### TASK OBJECTIVE
Restate the data exactly as given and keep the pictures out.

### MATERIAL SHOWN
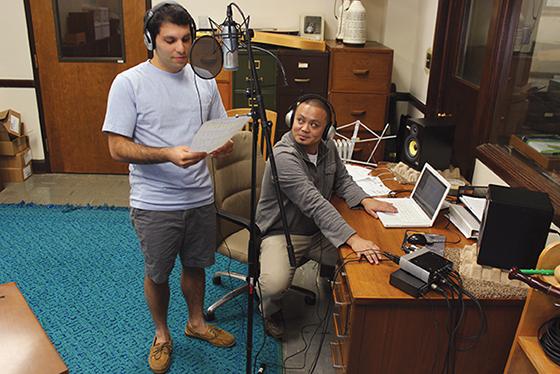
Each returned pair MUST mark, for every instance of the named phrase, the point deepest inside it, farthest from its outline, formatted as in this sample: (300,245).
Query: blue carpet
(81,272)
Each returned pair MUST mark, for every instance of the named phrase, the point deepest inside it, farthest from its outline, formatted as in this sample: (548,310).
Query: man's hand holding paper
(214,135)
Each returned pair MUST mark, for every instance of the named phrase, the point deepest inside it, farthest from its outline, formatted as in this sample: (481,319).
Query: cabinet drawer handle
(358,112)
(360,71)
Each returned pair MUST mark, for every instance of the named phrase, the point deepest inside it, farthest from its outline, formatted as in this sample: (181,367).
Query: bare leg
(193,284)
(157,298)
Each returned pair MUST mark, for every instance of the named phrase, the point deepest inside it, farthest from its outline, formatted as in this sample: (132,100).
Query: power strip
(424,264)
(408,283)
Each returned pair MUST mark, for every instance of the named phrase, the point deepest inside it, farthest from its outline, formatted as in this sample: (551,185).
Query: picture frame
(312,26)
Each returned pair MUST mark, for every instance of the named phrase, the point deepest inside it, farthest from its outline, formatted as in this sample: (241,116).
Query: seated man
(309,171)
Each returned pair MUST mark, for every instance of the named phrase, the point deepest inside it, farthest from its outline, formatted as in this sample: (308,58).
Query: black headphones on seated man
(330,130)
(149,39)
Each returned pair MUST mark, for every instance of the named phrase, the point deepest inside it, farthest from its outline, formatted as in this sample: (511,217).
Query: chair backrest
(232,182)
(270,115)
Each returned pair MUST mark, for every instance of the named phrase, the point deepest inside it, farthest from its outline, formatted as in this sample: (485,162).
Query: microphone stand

### OUTPUT OF THE TASK
Each returned pair MUST mark, for every instance of the named phrase, the point deepest inside it, farthest from its outline, formatted as in this sample: (300,245).
Query: blue carpet
(81,272)
Each returned pair MUST mark, for every instance of the named phrase, the point deepest inside it, farthest from its outline, formatted as in this sample: (548,310).
Query: man's hand holding paper
(214,135)
Each returned pair MUST mark, for every instance of the named phrase, the point deepest inside it, farthest from its outline, formatted as in this sample: (481,319).
Query: cabinet drawer handle
(358,112)
(360,71)
Each returned pair MUST mark, for every instance of the named phrase, the point deepest inside it, farthest from its outline, formatted as in this sample: (181,367).
Query: bare leg
(193,284)
(157,298)
Each returned pair MUST mark, for every instance of the named phrase, the point deepest inside it, farthest from its outline, formatted as in this sample: (132,100).
Query: power strip
(424,264)
(408,283)
Each returned pair MUST mark, for every instance of the named phrase, the point deepest inside it, farthest from its outline, formatted as in this sample: (551,185).
Query: picture frame
(312,26)
Each returned pair MUST mark, for every instance of the named phrase, the point deepest inside it, farthest from its outline, formatted as in this sample: (241,116).
Query: seated man
(309,171)
Each returned pair MUST mark, for every instance of the named phrase, the point deepest inside it, farthest from its outline, formatted as in this sample: (308,58).
Query: black headphones on seated man
(330,130)
(149,39)
Each returned pair MUST mark, for every instance of the named phrase, the point deepest inside it, farthest from its outline, formatted as in this sample: (511,217).
Query: chair backrest
(232,182)
(270,115)
Each returned pair MUST mark, for every instance of the named phrase, the point deepest inside it, farthest from its outline, formatted as in this sample: (485,162).
Query: microphone stand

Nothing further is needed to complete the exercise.